* [Stated exercise]
Reproduce the rows from the line with "Readme: the locator spots each instance of the building" through the end of the rows, including their requests, and shift every point coordinate in the answers by subtracting 150.

** Start of Materials provided **

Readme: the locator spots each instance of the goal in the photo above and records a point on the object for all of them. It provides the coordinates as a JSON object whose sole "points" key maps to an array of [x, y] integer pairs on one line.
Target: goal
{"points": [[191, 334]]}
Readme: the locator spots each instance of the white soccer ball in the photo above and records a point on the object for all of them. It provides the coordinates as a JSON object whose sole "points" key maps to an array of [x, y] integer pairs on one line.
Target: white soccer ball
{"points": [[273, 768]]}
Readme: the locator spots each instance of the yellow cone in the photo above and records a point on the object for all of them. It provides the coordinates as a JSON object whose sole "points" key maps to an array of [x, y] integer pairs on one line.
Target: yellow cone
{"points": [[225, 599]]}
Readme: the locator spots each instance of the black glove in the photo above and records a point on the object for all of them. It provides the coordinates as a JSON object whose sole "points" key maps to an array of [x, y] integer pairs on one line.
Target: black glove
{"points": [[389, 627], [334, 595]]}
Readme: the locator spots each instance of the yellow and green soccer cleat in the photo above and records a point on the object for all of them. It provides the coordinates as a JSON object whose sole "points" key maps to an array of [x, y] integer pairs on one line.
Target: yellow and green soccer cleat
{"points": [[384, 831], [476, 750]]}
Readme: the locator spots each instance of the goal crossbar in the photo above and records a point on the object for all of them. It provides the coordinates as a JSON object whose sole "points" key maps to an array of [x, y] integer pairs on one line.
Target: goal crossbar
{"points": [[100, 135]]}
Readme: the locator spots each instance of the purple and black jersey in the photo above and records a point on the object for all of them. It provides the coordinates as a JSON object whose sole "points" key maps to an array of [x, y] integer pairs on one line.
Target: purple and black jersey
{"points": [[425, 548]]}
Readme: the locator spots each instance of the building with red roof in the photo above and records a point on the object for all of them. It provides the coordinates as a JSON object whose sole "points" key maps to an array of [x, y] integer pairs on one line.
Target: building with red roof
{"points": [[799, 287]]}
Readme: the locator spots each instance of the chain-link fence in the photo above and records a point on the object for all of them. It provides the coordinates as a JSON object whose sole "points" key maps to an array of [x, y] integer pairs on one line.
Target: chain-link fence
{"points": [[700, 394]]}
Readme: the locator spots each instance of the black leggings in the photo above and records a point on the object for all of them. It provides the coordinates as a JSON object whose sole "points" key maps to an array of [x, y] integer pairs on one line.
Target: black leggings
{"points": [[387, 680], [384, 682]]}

** End of Materials provided **

* [Task solution]
Readme: the locator spots each instance of the building with red roof in the photo above and records a point on the object for all of them. It provides the coordinates as a JSON object whose sole "points" key maps to an array of [x, y] integer pairs on one line.
Target: building with red roof
{"points": [[649, 137]]}
Readme: the locator spots each instance of the chain-link fence in the photo above and records a point on the object for all of them. It provides the coordinates as a JSON object whose sole "points" key maps to an array of [x, y] integer pairs on one line.
Target: chain-link fence
{"points": [[550, 244]]}
Readme: the locator spots each instance of the black leggings in the photo above and records a point on the object for all of them. It provides the coordinates as a JSON object whose sole "points" key maps to an array of [x, y] integer pairs on one line.
Target: black leggings
{"points": [[237, 530], [234, 532]]}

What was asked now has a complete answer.